WHAT NEEDS TO BE DONE - Tally the lines in the data that contain the string "surface", matching case exactly, and reply with only the count.

[Image point annotation entries]
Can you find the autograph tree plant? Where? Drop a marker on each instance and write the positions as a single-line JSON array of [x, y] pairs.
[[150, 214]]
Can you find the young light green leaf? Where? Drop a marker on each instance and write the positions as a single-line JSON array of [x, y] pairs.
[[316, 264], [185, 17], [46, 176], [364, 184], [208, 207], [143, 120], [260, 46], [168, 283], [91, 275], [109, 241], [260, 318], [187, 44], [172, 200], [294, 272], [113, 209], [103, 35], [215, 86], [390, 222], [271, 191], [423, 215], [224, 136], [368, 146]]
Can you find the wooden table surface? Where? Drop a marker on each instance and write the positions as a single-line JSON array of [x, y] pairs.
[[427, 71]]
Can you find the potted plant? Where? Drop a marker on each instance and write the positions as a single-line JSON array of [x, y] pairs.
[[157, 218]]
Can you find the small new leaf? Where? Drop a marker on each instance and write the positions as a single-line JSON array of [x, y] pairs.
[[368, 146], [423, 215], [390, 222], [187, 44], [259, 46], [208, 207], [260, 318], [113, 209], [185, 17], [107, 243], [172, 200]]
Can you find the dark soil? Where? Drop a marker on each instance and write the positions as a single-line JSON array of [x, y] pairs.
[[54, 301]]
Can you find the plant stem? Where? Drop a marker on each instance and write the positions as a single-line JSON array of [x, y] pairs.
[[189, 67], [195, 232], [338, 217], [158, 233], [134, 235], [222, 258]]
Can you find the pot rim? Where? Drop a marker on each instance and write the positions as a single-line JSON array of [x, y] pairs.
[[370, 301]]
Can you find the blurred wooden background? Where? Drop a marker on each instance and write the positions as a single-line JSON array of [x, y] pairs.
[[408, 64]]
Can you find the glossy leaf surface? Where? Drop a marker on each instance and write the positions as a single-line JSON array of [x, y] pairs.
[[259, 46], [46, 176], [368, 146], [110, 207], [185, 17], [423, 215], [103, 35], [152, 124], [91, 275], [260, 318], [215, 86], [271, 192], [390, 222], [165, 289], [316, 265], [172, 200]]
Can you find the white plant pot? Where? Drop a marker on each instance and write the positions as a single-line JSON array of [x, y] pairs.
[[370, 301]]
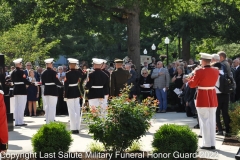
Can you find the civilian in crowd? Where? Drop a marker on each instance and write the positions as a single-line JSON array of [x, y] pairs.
[[28, 66], [131, 80], [161, 83], [151, 65], [145, 65], [205, 79], [64, 68], [38, 74], [133, 67], [178, 83], [237, 79], [110, 70], [186, 69], [233, 70], [6, 71], [188, 97], [177, 63], [172, 69], [61, 104], [230, 62], [119, 78], [3, 125], [215, 58], [223, 103], [225, 63], [32, 94], [12, 69], [145, 83]]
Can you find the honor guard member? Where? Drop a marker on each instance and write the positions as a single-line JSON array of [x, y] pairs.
[[72, 95], [107, 88], [205, 79], [3, 125], [119, 78], [20, 92], [50, 81], [97, 81]]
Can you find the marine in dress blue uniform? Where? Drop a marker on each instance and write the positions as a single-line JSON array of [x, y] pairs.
[[72, 95], [107, 87], [20, 92], [97, 81], [50, 81]]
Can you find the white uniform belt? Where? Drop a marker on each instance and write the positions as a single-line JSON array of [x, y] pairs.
[[206, 88], [18, 83], [49, 84], [97, 86], [72, 85]]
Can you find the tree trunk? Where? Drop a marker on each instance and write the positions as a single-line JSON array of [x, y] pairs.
[[185, 47], [133, 33]]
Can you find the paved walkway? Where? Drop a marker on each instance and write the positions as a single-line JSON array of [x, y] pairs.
[[20, 138]]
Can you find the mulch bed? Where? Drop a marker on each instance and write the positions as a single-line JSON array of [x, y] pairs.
[[231, 141]]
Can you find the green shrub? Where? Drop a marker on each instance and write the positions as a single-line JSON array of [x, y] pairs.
[[238, 136], [52, 138], [171, 138], [235, 120], [135, 147], [96, 147], [126, 121]]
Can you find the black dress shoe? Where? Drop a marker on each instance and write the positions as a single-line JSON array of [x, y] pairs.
[[227, 135], [75, 131], [205, 147], [21, 125], [219, 133]]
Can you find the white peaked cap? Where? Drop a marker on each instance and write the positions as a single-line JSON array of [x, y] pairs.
[[49, 60], [97, 61], [19, 60], [72, 60], [205, 56]]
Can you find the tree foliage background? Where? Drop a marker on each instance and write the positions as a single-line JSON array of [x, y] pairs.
[[83, 29]]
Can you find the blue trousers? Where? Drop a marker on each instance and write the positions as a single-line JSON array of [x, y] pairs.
[[162, 98]]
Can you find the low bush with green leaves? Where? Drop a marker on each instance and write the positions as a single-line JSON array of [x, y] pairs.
[[96, 147], [135, 147], [172, 138], [235, 120], [126, 121], [52, 138]]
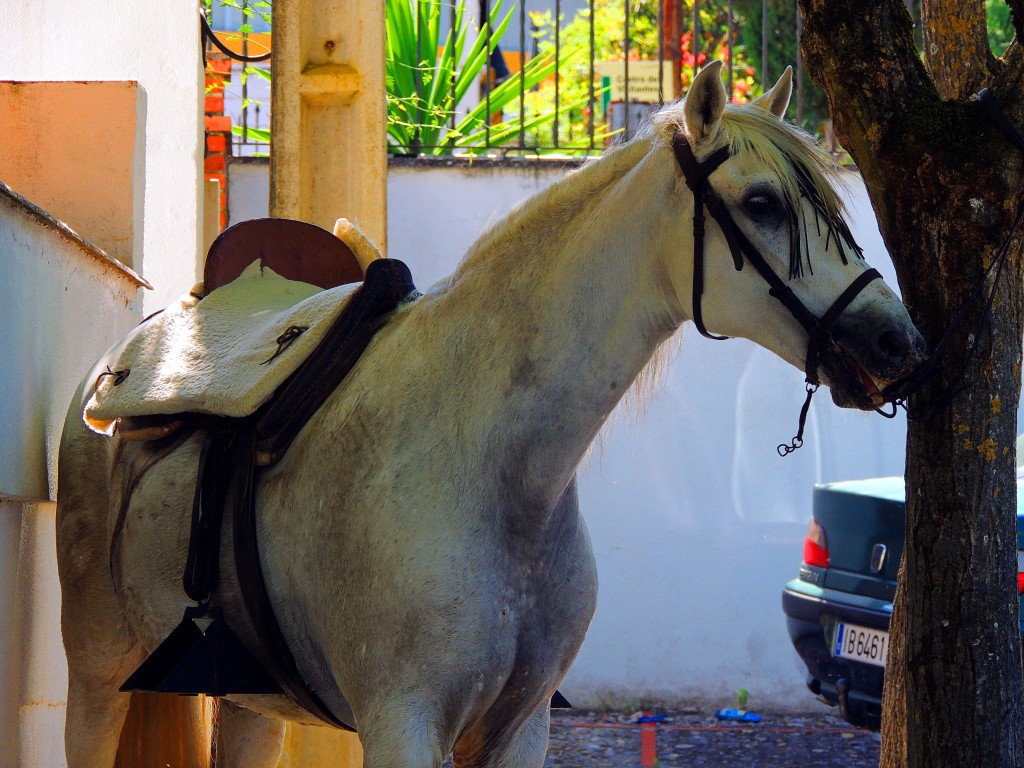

COMPLETED TASK - 2